• **What to produce**: Could you return every line of the records below that contains the word "wall"?

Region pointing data
++++++++++++++++++++

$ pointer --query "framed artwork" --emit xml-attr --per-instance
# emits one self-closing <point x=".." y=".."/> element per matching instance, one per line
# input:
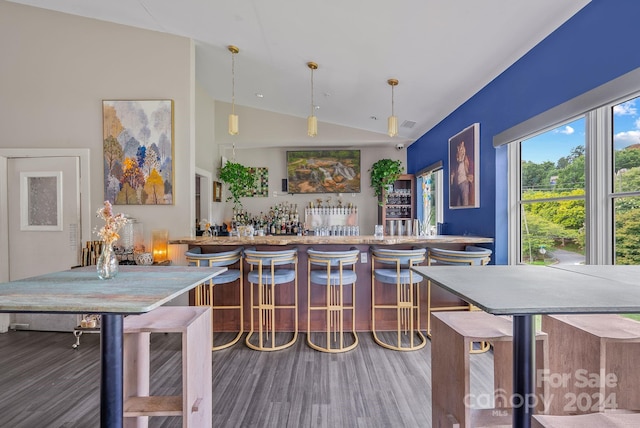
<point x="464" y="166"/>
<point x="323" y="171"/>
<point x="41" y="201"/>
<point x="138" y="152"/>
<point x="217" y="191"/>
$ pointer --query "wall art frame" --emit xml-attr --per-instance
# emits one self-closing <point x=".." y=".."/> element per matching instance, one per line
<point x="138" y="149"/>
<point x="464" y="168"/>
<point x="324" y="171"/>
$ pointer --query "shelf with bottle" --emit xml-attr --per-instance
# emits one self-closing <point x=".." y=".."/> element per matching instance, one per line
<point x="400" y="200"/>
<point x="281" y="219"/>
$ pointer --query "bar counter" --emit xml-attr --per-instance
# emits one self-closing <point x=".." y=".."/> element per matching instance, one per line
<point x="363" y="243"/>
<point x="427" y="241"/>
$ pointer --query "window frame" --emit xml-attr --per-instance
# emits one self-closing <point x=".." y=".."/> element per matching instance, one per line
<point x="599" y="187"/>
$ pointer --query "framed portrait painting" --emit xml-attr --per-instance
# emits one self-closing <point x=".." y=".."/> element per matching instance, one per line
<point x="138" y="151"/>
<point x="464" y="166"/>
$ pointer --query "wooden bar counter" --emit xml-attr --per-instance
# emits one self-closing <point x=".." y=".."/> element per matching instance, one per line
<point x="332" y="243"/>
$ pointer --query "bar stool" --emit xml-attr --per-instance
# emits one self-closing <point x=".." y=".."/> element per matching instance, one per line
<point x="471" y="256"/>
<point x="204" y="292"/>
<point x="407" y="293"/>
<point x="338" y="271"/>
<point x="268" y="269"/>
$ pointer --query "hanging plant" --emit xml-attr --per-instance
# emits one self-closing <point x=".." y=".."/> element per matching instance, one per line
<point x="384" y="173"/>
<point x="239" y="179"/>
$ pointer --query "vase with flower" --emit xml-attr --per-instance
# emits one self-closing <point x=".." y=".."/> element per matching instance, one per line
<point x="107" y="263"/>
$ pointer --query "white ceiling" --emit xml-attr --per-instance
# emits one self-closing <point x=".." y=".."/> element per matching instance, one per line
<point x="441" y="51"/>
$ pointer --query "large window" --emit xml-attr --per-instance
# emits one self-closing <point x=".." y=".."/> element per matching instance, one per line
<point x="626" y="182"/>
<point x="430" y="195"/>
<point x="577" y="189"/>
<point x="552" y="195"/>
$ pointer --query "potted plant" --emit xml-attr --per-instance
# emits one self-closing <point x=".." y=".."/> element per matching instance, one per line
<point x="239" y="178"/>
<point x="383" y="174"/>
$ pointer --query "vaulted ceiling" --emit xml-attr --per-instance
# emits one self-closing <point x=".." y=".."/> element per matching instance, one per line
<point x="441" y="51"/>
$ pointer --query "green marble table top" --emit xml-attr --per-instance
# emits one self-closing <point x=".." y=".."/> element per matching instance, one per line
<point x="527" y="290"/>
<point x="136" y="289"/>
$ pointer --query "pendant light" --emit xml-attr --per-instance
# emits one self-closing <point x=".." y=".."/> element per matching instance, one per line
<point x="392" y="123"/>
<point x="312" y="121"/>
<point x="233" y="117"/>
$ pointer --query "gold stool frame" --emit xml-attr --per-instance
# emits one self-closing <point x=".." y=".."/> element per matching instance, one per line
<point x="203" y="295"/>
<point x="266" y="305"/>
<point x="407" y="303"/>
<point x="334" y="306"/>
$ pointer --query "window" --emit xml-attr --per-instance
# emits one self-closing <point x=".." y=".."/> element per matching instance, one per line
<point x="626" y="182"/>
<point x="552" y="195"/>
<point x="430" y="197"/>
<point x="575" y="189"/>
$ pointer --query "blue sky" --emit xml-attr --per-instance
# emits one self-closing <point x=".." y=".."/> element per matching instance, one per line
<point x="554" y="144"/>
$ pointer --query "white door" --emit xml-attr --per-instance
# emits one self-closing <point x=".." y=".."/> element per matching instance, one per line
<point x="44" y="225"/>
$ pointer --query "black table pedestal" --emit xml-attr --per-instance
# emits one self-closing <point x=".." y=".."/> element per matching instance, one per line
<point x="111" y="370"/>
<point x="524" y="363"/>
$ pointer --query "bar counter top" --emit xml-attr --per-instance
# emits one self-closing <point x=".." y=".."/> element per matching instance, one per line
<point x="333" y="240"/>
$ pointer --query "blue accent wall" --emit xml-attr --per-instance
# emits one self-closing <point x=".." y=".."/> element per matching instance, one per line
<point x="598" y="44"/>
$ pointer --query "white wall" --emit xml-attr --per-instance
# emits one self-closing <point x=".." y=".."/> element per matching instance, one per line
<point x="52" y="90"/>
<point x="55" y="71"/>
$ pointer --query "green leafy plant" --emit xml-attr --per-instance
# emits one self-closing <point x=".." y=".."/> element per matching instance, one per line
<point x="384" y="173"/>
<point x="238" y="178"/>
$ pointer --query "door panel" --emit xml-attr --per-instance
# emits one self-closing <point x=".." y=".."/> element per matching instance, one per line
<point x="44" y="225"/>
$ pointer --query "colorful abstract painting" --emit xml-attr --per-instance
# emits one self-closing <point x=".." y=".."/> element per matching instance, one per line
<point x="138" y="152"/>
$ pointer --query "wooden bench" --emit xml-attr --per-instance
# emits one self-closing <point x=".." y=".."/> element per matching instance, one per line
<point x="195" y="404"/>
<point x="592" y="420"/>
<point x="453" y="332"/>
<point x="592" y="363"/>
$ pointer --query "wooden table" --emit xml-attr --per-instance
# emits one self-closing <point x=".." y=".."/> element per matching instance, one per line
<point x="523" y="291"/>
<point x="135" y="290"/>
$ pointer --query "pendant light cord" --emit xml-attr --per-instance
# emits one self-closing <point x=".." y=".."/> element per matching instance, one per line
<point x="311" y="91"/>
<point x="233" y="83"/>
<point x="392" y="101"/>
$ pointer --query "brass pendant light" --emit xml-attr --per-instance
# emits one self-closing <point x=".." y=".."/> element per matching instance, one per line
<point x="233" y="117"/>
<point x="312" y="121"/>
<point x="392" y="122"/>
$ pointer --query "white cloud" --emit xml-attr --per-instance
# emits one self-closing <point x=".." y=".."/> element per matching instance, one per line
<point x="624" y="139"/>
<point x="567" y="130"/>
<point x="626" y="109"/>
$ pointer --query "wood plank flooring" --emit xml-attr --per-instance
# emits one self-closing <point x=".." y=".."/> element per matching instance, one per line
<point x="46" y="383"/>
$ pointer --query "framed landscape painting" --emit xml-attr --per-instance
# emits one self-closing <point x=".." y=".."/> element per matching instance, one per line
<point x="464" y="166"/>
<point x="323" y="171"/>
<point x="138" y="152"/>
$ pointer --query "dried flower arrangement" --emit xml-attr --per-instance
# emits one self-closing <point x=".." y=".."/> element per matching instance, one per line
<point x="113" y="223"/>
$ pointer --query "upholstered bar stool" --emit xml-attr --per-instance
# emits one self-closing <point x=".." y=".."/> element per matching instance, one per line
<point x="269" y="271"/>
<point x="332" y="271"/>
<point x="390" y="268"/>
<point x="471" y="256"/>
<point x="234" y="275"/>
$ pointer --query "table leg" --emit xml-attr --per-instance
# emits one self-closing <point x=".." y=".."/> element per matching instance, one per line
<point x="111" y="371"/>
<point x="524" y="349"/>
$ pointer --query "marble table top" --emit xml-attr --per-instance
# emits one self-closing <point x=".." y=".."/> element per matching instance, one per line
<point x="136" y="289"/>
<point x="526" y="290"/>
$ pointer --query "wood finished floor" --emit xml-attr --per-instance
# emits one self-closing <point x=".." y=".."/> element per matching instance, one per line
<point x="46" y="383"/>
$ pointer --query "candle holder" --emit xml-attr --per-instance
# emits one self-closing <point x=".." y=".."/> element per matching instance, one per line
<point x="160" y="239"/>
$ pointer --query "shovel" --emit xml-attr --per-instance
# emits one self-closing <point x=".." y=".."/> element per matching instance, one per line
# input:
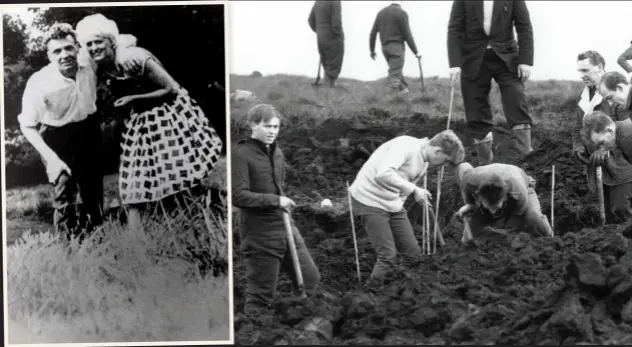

++++++++++++++++++++

• **Task response**:
$ pointer --query "wall art frame" --emit xml-attr --per-instance
$ pointer --query "blue accent wall" --emit xml-attr --per-instance
$ pointer --query "white wall" --emit xml-attr --per-instance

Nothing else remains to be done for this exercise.